Search Box

Wednesday, December 24, 2014

Obama and Sony stand firm against tyranny

Sony Pictures -- urged on by President Obama -- announced yesterday that it will not cave to threats of terrorism and will release The Interview in 200 independent movie theaters on Christmas day.

All of Hollywood was up in arms about having their artistic output censored by Kim Jong Un. The prevailing attitude in Tinseltown was, if the little dictator can't take a joke, that's his problem. We're a free society, even if they don't understand this in a benighted place like North Korea!

Even George Clooney took up the cause, denouncing North Korea and sticking up for his pals at Sony.

But isn't this the same George Clooney who got incensed at a reporter who referred to Obama as "Obama" a few years ago and gave the reporter an earful about how it was disrespectful not to refer to "President Obama?"

All of which leads me to wonder, what if Sony had made a movie -- even a lighthearted comedy -- about assassinating Obama, and at the end of the movie Obama's head had exploded?

Would the same people who are so adamantly insisting we stick up for freedom of expression be voicing the same opinions?

As it was, plenty of people in our country tut-tutted when Amy Pascal of Sony and producer Scott Rudin, in a series of private emails, made a few harmless jokes about Obama's probable taste in movies.
##############################
#### REQUIRED TASKS:
(a) Answer these questions about the post on Sony and The Interview:
(i) In how many independent movie theaters will Sony release The Interview?
(ii) On what day will the release happen?
(iii) Who made jokes about Obama in a series of private emails?
(b) Update the rows below by replacing "white trim" with "white molding" and keeping every other line and character the same. Omit the picture line from your answer.
These rows are unrelated to the post.

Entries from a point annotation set
##############################
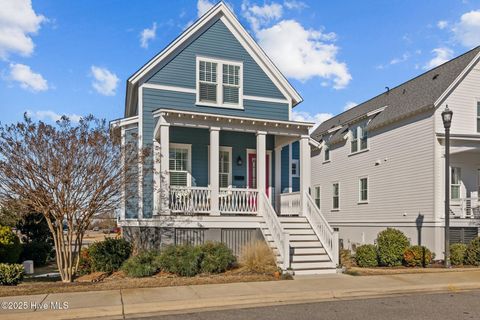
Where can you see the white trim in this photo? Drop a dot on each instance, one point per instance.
(254, 151)
(189, 159)
(297, 172)
(454, 84)
(219, 82)
(266, 99)
(168, 88)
##############################
#### ANSWERS GIVEN:
(a)
(i) 200
(ii) Christmas day
(iii) Amy Pascal of Sony and producer Scott Rudin

(b)
Where can you see the white molding in this photo? Drop a dot on each instance, one point per instance.
(254, 151)
(189, 159)
(297, 172)
(454, 84)
(219, 82)
(266, 99)
(168, 88)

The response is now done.